[Labeled area outline entries]
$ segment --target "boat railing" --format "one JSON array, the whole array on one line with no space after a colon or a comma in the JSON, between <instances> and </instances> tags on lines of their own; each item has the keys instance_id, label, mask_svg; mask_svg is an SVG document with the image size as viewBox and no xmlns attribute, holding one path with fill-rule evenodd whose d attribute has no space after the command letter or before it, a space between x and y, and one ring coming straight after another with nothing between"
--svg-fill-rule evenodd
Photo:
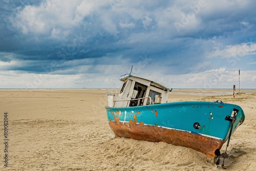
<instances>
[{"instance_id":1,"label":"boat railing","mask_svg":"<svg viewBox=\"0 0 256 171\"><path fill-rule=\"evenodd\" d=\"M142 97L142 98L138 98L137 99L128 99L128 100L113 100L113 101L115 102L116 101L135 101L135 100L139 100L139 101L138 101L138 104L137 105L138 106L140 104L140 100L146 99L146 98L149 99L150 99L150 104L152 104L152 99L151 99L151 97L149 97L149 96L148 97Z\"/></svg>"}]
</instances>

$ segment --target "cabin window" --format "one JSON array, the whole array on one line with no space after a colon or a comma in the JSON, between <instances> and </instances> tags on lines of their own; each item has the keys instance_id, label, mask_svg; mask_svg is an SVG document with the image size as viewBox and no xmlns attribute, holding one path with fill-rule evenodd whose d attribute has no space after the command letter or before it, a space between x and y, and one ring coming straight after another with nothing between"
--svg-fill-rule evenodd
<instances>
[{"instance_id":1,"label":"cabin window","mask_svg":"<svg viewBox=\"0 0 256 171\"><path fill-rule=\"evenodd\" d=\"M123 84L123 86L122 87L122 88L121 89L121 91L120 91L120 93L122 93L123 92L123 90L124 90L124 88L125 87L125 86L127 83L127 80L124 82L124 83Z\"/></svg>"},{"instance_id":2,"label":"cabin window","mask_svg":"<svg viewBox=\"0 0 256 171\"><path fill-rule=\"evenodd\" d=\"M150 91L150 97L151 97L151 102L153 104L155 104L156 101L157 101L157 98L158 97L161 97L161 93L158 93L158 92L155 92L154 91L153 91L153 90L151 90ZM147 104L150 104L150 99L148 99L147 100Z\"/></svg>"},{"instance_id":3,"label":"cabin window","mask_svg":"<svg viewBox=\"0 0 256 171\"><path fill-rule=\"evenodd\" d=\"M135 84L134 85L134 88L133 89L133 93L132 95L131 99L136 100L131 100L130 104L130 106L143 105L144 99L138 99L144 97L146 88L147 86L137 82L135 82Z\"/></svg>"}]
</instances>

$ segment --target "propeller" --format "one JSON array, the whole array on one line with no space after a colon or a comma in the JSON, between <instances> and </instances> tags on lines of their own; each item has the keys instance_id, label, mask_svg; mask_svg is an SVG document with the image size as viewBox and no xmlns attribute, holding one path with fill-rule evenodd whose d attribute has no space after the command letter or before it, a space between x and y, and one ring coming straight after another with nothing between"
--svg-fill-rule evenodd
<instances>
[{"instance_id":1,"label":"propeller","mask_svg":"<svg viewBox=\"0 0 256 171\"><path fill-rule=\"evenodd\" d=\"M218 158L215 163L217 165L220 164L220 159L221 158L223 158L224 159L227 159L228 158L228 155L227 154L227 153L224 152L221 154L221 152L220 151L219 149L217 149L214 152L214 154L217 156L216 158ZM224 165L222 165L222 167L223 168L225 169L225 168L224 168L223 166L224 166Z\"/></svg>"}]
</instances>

---

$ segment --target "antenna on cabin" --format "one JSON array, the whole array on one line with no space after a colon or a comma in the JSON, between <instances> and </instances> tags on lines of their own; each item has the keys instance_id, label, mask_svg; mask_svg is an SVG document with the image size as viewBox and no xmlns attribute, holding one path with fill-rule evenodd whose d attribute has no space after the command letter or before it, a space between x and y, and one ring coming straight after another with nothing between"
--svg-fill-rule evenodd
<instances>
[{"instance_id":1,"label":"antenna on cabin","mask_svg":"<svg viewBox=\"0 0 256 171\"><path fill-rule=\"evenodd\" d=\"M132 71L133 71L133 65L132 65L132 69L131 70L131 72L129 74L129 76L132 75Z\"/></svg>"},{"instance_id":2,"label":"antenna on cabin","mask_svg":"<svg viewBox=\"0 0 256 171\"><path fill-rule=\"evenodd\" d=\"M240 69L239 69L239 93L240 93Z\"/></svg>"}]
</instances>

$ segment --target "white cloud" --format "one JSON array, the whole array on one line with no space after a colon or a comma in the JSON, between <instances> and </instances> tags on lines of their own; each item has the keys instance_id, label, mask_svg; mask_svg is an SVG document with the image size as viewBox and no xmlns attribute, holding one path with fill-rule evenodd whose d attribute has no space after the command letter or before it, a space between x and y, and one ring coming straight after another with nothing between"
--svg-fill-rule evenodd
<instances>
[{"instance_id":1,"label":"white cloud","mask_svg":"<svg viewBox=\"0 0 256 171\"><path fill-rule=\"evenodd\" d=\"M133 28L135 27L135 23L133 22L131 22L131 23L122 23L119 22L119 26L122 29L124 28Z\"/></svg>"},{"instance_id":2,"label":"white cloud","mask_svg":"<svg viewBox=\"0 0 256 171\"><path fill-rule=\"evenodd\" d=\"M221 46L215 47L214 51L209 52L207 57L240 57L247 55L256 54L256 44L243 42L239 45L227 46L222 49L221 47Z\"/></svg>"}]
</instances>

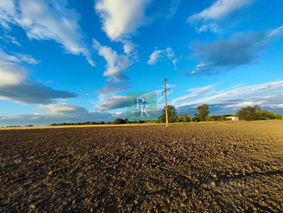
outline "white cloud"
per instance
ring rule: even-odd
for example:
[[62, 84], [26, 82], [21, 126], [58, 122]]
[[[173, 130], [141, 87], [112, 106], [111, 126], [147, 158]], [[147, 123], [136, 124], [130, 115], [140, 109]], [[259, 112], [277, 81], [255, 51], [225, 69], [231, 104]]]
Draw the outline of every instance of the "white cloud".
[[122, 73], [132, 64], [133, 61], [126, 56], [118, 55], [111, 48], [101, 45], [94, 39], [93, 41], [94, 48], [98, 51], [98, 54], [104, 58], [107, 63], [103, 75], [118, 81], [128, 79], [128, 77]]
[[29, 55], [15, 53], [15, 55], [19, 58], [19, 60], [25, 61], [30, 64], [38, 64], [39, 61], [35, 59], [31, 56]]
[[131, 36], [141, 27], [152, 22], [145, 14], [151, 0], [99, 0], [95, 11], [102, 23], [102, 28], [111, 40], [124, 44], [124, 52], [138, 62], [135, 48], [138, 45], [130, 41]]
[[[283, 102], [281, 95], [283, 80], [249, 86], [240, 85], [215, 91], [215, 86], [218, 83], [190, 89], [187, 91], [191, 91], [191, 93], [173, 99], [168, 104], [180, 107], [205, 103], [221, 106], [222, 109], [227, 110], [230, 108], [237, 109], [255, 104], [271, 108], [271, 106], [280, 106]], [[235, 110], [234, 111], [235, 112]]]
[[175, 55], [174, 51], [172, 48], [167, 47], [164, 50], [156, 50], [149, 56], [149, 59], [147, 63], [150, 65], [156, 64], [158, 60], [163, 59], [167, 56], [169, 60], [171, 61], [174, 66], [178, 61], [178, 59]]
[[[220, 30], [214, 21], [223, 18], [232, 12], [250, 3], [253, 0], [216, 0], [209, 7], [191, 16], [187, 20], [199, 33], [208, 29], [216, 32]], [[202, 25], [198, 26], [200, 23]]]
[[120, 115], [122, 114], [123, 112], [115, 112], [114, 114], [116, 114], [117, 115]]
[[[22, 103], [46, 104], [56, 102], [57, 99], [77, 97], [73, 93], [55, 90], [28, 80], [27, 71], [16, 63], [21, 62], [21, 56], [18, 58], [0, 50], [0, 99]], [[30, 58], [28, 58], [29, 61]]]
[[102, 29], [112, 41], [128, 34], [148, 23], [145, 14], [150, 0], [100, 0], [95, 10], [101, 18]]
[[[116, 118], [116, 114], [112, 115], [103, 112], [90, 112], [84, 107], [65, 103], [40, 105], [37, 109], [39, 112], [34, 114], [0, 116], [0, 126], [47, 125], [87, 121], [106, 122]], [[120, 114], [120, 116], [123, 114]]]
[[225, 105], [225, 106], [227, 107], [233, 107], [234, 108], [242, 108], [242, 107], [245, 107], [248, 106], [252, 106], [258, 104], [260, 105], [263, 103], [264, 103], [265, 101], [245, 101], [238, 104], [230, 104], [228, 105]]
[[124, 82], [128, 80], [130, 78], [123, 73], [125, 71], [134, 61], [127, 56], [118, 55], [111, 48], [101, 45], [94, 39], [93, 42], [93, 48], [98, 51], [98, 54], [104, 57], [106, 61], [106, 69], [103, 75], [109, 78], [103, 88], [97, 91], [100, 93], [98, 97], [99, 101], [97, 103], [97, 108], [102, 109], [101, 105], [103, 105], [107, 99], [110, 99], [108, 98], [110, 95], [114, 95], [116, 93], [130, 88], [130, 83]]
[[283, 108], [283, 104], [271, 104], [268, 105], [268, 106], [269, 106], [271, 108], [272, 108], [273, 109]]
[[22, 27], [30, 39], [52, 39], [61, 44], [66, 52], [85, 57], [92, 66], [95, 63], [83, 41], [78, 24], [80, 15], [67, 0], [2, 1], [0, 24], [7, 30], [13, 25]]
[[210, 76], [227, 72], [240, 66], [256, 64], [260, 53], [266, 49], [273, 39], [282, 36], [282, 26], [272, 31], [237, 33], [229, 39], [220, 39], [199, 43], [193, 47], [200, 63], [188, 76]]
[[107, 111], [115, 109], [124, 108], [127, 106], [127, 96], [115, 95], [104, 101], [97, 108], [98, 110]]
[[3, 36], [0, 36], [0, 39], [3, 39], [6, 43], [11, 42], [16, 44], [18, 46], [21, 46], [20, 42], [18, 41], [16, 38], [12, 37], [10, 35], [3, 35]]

---

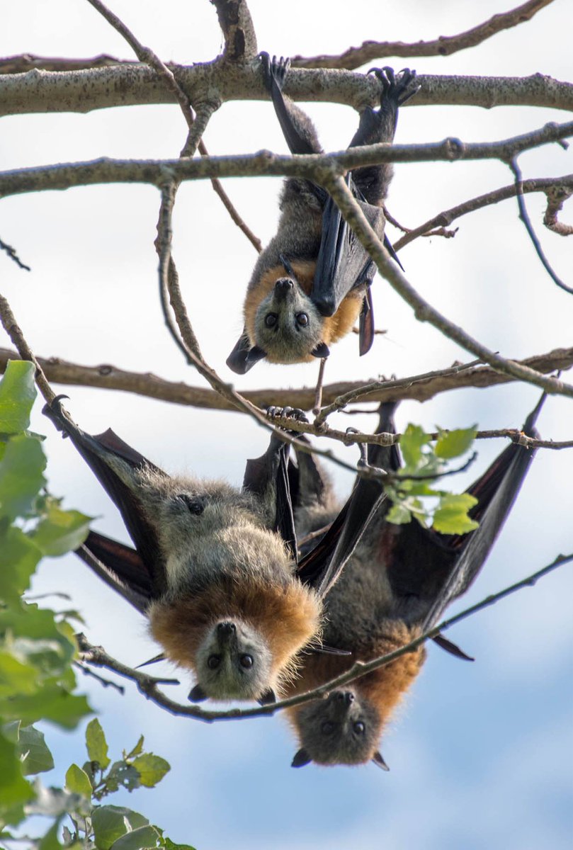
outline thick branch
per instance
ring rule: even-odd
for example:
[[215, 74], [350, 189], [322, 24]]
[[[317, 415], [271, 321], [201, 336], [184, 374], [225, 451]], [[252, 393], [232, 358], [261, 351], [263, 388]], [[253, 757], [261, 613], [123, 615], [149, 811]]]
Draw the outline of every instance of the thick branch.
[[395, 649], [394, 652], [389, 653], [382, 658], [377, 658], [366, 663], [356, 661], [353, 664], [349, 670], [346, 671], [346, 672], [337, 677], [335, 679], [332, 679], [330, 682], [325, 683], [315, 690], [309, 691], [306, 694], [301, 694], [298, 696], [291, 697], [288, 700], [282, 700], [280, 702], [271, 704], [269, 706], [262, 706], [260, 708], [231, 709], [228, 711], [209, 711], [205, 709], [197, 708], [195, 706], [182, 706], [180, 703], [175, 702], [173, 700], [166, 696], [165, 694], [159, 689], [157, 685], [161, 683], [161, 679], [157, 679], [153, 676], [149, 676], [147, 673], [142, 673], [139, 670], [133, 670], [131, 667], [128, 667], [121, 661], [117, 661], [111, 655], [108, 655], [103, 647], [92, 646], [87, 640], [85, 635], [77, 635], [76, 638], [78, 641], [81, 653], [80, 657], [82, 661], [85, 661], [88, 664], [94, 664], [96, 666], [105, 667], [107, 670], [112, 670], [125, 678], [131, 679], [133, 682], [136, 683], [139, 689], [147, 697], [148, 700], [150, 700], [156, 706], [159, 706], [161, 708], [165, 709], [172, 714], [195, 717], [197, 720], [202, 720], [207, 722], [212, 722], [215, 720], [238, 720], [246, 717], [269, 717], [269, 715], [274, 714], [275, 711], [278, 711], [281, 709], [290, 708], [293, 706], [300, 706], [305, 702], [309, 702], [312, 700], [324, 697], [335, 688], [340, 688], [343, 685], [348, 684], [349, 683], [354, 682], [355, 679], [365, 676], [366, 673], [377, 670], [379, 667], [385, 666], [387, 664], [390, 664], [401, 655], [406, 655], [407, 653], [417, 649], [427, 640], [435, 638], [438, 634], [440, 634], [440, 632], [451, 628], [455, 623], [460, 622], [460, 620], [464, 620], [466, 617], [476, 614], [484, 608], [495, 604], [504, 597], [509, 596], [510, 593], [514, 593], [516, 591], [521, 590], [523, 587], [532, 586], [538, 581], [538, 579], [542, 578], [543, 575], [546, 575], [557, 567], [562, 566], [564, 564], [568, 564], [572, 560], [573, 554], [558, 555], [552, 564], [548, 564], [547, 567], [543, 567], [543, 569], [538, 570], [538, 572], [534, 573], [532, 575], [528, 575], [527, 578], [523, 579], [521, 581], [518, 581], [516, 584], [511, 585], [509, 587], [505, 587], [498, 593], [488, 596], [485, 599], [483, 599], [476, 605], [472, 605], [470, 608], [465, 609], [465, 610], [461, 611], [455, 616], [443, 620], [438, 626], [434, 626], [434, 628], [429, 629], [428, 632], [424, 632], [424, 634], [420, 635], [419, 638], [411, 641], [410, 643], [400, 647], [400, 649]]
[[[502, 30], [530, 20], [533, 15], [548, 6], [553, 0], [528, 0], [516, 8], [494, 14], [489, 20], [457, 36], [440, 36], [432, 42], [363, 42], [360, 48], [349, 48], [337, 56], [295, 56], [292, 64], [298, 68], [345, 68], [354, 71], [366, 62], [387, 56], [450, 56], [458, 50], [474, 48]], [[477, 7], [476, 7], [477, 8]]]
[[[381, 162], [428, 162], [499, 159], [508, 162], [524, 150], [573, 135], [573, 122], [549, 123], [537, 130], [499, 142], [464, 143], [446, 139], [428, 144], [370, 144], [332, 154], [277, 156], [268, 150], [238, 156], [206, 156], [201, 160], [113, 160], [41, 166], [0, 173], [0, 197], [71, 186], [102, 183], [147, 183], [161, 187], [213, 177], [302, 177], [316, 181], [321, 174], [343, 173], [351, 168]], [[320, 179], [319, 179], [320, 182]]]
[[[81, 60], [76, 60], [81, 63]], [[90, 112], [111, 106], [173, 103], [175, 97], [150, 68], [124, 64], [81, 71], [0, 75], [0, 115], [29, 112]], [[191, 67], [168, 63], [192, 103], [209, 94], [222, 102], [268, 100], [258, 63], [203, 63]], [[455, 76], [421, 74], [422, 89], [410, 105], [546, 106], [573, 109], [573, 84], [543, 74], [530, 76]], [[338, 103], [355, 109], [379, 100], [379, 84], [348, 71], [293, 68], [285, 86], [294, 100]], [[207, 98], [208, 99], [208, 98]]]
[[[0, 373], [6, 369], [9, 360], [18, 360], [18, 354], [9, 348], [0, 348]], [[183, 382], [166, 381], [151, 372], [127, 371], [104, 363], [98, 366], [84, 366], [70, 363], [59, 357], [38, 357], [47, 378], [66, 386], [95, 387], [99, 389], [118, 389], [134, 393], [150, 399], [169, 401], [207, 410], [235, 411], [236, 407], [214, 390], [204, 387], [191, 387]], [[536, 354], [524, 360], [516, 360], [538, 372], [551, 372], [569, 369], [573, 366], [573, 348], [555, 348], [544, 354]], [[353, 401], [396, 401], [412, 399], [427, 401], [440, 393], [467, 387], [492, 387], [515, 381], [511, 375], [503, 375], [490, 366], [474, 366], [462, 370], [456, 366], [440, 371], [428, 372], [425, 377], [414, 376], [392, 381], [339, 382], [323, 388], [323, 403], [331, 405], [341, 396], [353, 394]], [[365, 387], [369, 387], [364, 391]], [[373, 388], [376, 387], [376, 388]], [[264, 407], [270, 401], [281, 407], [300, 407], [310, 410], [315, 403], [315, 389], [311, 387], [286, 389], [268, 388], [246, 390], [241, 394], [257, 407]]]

### [TASK PROMPT]
Return every line of the entries that contains the string "Draw", matching case exactly.

### [RESPONSE]
Draw the outline of every instance of the "white cloud".
Draw the outline of every instance of the thick branch.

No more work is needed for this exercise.